▶

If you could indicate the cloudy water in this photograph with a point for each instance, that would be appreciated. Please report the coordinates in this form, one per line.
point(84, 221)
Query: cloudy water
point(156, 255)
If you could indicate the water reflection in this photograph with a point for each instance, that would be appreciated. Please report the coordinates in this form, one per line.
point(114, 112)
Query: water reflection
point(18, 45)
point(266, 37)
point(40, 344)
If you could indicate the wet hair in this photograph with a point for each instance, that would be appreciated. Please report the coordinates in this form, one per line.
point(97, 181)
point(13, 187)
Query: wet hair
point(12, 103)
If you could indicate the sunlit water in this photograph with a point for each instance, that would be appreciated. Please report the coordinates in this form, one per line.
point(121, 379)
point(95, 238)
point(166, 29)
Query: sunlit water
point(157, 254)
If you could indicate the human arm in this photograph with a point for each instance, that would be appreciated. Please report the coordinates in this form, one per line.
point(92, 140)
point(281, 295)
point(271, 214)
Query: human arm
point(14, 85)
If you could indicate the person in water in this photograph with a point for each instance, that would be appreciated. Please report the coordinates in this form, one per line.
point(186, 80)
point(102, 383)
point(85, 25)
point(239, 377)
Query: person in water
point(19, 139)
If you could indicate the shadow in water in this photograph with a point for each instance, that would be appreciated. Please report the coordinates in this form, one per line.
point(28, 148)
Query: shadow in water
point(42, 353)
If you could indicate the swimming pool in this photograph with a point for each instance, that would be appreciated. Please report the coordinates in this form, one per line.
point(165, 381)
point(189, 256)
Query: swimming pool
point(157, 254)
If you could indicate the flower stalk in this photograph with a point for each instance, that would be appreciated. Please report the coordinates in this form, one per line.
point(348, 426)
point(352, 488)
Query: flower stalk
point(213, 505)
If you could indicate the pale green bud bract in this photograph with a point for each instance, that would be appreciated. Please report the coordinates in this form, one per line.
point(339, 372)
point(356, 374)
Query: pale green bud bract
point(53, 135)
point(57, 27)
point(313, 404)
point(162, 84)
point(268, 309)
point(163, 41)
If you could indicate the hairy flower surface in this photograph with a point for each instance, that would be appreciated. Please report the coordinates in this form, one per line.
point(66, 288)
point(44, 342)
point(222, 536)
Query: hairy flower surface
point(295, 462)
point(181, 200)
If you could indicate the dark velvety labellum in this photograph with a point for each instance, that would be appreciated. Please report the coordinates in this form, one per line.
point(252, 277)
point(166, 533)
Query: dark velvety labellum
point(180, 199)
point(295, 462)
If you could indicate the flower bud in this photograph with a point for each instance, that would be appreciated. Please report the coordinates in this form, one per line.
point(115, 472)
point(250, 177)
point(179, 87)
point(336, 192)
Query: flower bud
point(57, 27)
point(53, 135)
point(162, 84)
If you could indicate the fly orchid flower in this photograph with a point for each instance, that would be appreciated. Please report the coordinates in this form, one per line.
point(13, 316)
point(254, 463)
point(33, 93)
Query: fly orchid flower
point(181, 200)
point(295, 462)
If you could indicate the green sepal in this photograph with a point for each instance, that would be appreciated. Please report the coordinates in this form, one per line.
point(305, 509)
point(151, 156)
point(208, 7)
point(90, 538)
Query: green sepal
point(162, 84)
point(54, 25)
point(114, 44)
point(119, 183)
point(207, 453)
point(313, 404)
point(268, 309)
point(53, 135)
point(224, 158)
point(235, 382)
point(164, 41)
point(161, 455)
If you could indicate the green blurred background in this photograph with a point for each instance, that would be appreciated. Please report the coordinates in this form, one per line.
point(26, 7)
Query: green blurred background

◀

**Task to complete**
In full and without error, restate the data.

**Solution for this problem**
If you could indicate the cloudy water in this photograph with a point for each instance, that would be appreciated. Please report the coordinates in this form, one per line.
point(84, 221)
Query: cloudy water
point(156, 255)
If you could indicate the water reflection in this photograph with a point for each instance, that would be appreciated. Please report the coordinates in this form, one per line.
point(114, 112)
Query: water reflection
point(18, 45)
point(266, 37)
point(40, 344)
If you could indicate the wet hair in this photograph with a point for each instance, that would be appreciated. Please report the coordinates in this form, one per line.
point(97, 181)
point(13, 187)
Query: wet hair
point(12, 103)
If you could indicate the sunlit water in this photograph with a point for each instance, that would be appreciated. Please report the coordinates in this form, one per line.
point(121, 379)
point(95, 238)
point(166, 29)
Query: sunlit water
point(157, 254)
If you could indicate the human arm in this photograph with a point for each instance, that would be appreciated. Please report the coordinates in this form, one per line.
point(92, 140)
point(281, 295)
point(271, 214)
Query: human arm
point(14, 85)
If you could indicate the person in water in this photograph with a point for each instance, that would be appreciated. Please report the coordinates in this form, one per line.
point(186, 80)
point(102, 383)
point(85, 25)
point(239, 377)
Query: person in water
point(19, 139)
If you could indicate the shadow in water in this photograph with a point for each instance, that would be appreciated. Please report the coordinates in this form, one per line.
point(28, 148)
Query: shadow in water
point(42, 353)
If you could indicate the swimming pool in this photograph with a point for each instance, that would be appreciated. Please report the coordinates in this form, one per line.
point(165, 381)
point(189, 256)
Query: swimming pool
point(157, 254)
If you could indicate the flower stalk in this photograph with a point for each instance, that would be appreciated. Please report the coordinates in this form, one per line.
point(348, 426)
point(352, 488)
Query: flower stalk
point(213, 505)
If you could indicate the pale green bud bract in this photograph with a point for each instance, that would be appreciated. Please report the coordinates in this form, one per line.
point(339, 372)
point(356, 374)
Query: pale green bud bract
point(53, 135)
point(57, 27)
point(313, 404)
point(162, 84)
point(268, 309)
point(163, 41)
If you could indicate the hairy flower surface in this photograph with a point for each instance, that would be appreciated. Please report the coordinates in this form, one per line.
point(66, 288)
point(44, 342)
point(222, 536)
Query: hairy flower surface
point(295, 462)
point(181, 200)
If you could indicate the dark velvety labellum in this photograph with a point for each instance, that would be appreciated. Please report the coordinates in this form, one per line.
point(252, 277)
point(166, 533)
Query: dark velvety labellum
point(180, 199)
point(295, 462)
If you could indicate the flower bud in this photograph with a point for each instance, that would be appreciated. Please report the coordinates in this form, one per line.
point(115, 472)
point(250, 177)
point(179, 87)
point(336, 192)
Query: flower bud
point(57, 27)
point(53, 135)
point(162, 84)
If you could indicate the fly orchid flower in this photograph with a point for each instance, that would be appreciated. Please report the coordinates in this form, one per line.
point(13, 316)
point(254, 463)
point(33, 93)
Query: fly orchid flower
point(181, 200)
point(295, 462)
If you could indicate the green sepal in this photograph with a point for each instance, that would be appreciated. Please report the coordinates in this form, one per line.
point(305, 509)
point(151, 156)
point(208, 7)
point(90, 538)
Query: green sepal
point(162, 84)
point(54, 25)
point(114, 44)
point(119, 183)
point(207, 453)
point(313, 404)
point(268, 309)
point(53, 135)
point(224, 158)
point(235, 382)
point(164, 41)
point(161, 455)
If you could indicate the green blurred background in this photograph with a point for each instance, that would be appreciated. Please report the coordinates in this form, one per line.
point(26, 7)
Query: green blurred background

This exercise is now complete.